- EXERCISE REQUIREMENTS: Go through the lines below and retype each one exactly.

- SOURCE DATA:
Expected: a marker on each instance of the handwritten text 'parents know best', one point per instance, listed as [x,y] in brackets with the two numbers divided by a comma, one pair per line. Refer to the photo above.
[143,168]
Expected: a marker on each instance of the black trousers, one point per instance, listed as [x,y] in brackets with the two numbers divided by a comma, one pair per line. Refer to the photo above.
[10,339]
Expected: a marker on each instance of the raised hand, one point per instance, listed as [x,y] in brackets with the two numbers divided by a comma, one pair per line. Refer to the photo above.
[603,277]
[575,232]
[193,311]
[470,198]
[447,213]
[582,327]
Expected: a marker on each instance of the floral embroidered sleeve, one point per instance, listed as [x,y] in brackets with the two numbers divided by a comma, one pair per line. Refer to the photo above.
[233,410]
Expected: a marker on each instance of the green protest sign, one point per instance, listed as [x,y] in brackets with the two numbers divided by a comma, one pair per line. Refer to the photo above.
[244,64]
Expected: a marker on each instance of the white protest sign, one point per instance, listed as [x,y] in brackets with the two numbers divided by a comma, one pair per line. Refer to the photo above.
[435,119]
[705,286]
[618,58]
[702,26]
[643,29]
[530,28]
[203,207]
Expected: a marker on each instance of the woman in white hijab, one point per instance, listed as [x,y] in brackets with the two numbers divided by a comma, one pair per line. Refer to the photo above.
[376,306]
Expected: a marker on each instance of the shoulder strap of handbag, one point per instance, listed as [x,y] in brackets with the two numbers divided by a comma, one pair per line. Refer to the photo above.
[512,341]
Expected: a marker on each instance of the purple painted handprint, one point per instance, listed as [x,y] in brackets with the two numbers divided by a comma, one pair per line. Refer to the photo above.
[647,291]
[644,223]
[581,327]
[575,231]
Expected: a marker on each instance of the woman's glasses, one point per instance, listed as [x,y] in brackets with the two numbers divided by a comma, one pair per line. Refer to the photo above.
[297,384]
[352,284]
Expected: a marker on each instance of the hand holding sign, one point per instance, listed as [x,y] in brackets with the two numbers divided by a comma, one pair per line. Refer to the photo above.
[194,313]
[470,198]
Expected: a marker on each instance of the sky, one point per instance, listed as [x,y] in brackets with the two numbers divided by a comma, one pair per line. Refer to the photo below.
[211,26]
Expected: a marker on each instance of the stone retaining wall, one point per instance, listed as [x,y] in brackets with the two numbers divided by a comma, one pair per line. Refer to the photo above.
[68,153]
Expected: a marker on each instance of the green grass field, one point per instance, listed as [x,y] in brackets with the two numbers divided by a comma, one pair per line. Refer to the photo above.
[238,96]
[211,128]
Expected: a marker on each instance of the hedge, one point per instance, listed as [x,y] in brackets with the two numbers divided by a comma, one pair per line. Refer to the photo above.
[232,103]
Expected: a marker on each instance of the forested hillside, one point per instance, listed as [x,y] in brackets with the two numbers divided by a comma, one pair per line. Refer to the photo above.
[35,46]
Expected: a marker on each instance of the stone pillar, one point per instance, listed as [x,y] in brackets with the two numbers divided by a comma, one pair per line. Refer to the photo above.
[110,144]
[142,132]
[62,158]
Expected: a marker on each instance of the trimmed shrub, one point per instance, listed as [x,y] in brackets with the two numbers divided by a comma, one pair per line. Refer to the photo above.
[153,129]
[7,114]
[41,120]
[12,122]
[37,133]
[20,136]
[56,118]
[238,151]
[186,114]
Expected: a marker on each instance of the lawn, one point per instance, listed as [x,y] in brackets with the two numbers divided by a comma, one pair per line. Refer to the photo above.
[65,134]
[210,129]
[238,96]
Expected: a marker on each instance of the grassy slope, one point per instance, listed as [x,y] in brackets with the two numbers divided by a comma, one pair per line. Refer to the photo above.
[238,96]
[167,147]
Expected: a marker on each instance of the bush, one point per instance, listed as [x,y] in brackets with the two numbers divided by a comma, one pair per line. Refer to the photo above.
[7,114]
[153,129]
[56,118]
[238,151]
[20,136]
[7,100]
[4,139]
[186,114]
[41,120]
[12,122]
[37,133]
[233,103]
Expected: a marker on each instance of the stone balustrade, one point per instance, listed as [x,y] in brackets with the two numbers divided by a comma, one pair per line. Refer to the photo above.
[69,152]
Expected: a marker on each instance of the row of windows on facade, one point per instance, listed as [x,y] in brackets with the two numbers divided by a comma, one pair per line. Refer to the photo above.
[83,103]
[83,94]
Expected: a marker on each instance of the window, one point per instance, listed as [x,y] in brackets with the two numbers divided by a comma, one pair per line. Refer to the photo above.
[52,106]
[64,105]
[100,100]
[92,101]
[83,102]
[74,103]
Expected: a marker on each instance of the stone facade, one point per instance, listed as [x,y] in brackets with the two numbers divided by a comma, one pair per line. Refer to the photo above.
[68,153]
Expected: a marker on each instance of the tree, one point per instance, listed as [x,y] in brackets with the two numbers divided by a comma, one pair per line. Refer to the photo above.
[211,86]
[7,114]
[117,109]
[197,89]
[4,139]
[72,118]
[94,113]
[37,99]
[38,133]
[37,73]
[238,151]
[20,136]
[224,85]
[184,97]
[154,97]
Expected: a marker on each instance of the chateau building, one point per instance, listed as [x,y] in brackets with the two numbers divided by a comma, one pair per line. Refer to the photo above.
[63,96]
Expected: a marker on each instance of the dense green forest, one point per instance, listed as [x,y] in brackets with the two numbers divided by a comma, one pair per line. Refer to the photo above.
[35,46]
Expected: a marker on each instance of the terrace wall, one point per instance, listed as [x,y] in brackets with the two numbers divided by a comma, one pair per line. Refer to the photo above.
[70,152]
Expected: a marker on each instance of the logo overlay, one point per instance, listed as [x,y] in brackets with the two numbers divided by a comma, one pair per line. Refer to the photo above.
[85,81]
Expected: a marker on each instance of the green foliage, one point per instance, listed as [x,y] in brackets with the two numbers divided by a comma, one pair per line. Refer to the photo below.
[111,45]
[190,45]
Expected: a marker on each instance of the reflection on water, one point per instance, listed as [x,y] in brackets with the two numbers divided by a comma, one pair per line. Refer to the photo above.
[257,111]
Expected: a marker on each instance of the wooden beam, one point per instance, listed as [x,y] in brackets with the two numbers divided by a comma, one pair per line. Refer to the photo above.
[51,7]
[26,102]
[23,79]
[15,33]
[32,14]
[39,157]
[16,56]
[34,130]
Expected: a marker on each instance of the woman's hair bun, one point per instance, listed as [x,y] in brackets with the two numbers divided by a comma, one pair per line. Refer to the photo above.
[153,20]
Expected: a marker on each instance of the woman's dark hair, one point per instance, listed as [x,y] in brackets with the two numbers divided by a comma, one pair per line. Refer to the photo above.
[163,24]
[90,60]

- EXERCISE OUTPUT:
Expected: a marker on each instance of the handwritten text 'parents know best', one point per instance, listed as [x,y] in brackets with the two numbers divided by a comma, one pair per line. Refer to the photo above.
[143,168]
Expected: a marker on each instance of the black trousers, one point per instance, listed as [x,y] in brackets with the two numbers divided by a comma, one pair per line. Refer to the photo above.
[10,339]
Expected: a marker on each instance of the raised hand, one point per instance, listed as [x,y] in brackets with the two numbers divided by a comma, one pair per line. Refer to the photo above.
[603,277]
[575,232]
[193,311]
[470,198]
[447,213]
[582,327]
Expected: a marker on each instance of the floral embroidered sleeve, one point per instance, listed as [x,y] in brackets with the two numbers divided by a comma, one pair per line. Refer to the photo above.
[233,410]
Expected: a marker on each instance of the green protest sign, one point per instance, listed as [x,y] in brackets with the two numbers divided by a comma, one pair per line. Refer to the photo above.
[244,64]
Expected: a marker on each instance of the white protest sign, one point per instance, listed as [x,y] in brackets with the two numbers divided by a comma, one pair per line. Refer to the photo above.
[435,119]
[705,286]
[618,58]
[702,26]
[643,29]
[530,28]
[203,207]
Expected: a marker on each instance of the woman in white hijab, one point per instance, listed as [x,y] in brackets with the two numbers divided by a comma, one pair per line. Refer to the photo above.
[376,306]
Expected: a marker on each instance of the shoulder strap of handbag, one point per instance, listed as [x,y] in brackets with the two numbers divided by a comma, one pair per line. Refer to the photo above.
[512,341]
Expected: a marker on each instance of the purple painted handprint, one point per instance, listed as [x,y] in brackets with the two numbers divided by a comma, one pair per line. Refer to the photo above.
[647,291]
[644,223]
[581,327]
[575,231]
Expected: a marker on each instance of the woman's glasses, one point per instance, listed as [x,y] in brackets with the two numbers divided by a comma, one pair per line. Refer to the photo above.
[297,384]
[352,284]
Expected: a marker on each instance of the hand holding sign, one point per instance, listed as [x,y] in brackets with the two numbers divided by a comma, one pair per line. Refer to the photo above.
[194,313]
[470,198]
Expected: a marker on each instance of the sky, one point per instance, listed as [x,y] in brackets with the two numbers divided by a comma, one pair per line. Refer to the photo below.
[211,26]
Expected: a marker on each instance of the stone retaining wall, one point per instance, listed as [x,y] in brackets with the two numbers divided by a comma, one pair per line. Refer to the photo above.
[68,153]
Expected: a marker on each instance of the green grass field, one point per instance, listed as [x,y] in brackets with the two numbers divided by a comma, one pair per line. Refer to the photo above.
[238,96]
[211,128]
Expected: a marker on each instance of the hedge, one point per instance, listed as [x,y] in brackets with the two numbers divided by a comma, one pair per line. Refer to the photo above.
[232,103]
Expected: a marker on each instance of the forested hillside, one point per instance, listed as [x,y] in brackets with the two numbers divided by a comma, one pair per line. Refer to the photo above.
[35,46]
Expected: a marker on each instance of the stone pillar, one point per instance, listed as [x,y] in brackets with the two numbers divided by a comma, one pair per line. Refer to the photo above.
[110,144]
[142,132]
[62,158]
Expected: a marker on each instance of the trimmed shrub, one point per instance, listed as [x,y] in brackets with the two numbers divided by a comma, one pair per line. Refer to the photo above.
[153,129]
[7,114]
[41,120]
[12,122]
[37,133]
[20,136]
[56,118]
[238,151]
[186,114]
Expected: a marker on each instance of the lawn, one point per instance, listed as [x,y] in brackets with the two numbers divided by a comma, one pair per line. Refer to the photo above.
[65,134]
[210,129]
[238,96]
Expected: a marker on each instance of the grassy slope, one point per instance, listed as [x,y] in brackets with the two numbers divided by a comma, one pair per line. Refer to the photo above.
[238,96]
[167,147]
Expected: a marker on each instance of the bush, one point per instance, listed as [x,y] in brackets with the two numbers divided by a comma, one pair per line. Refer to the photo above.
[7,114]
[153,129]
[56,118]
[238,151]
[20,136]
[7,100]
[4,139]
[186,114]
[41,120]
[12,122]
[37,133]
[233,103]
Expected: a marker on each instance of the stone balustrade, one point per instance, listed as [x,y] in brackets with the two numbers divided by a comma, one pair per line. Refer to the photo above.
[69,152]
Expected: a marker on each instance of the row of windows on facade, one point per instance, listed as [x,y] in brackets with the two numbers divided by a comma, one pair per line. Refer to the photo above.
[83,103]
[83,94]
Expected: a marker on each instance of the window, one point per instance, listed as [x,y] in brackets with the two numbers divided by a comma, one pair per line. Refer to the photo above.
[52,106]
[64,105]
[100,100]
[92,101]
[83,102]
[74,103]
Expected: a marker on each instance of the stone facade, one point per instance, listed as [x,y] in brackets with the two numbers divided by a comma, one pair per line. Refer to the photo above.
[68,153]
Expected: a marker on each instance of the tree, one point per instance, listed as [x,y] in brackets with the two numbers divided by a comma, one pair per line. Refer to the photo above.
[211,86]
[7,114]
[117,109]
[197,89]
[4,139]
[72,118]
[94,113]
[37,99]
[38,133]
[37,73]
[238,151]
[20,136]
[224,85]
[184,97]
[154,97]
Expected: a marker on each instance of the chateau building, one point per instance, listed as [x,y] in brackets with the two numbers divided by a comma, one pair per line. Refer to the photo above.
[63,96]
Expected: a marker on each instance of the dense green forest, one point per instance, listed as [x,y] in brackets with the two numbers divided by a comma, one pair per line. Refer to the photo above.
[35,46]
Expected: a marker on each instance of the terrace wall, one point per instance, listed as [x,y] in brackets with the two numbers divided by a comma, one pair per line. Refer to the photo above.
[70,152]
Expected: a marker on each instance of the logo overlay, one point per instance, listed as [x,y] in brackets with the two numbers divided by a comma, one pair per line. Refer to the photo above.
[85,81]
Expected: a marker on each instance of the green foliage, one point per instance, listed as [x,y] in brackets with the two numbers divided by a comma, one pair per line. Refer to the photo below.
[111,45]
[190,45]
Expected: a marker on each instance of the reflection on water, one point per instance, listed as [x,y] in brackets with the two numbers divided by a comma, one pair per line. Refer to the photo above.
[257,111]
Expected: a marker on each instance of the wooden beam, one point per instance, listed as [x,y] in brackets with the two numbers divided by a comma, one pair per line. Refer to the photo above.
[51,7]
[26,102]
[23,79]
[15,33]
[32,14]
[39,157]
[16,56]
[34,130]
Expected: a marker on each instance of the woman's hair bun, one point per instance, listed as [x,y] in brackets with the two numbers divided by a comma, one pair per line. Refer to the photo above.
[153,20]
Expected: a marker on each instance of the woman's dark hair, one point per instance, listed as [x,y] in brackets with the two numbers divided by a comma, one pair per line. Refer to the photo above.
[163,24]
[90,60]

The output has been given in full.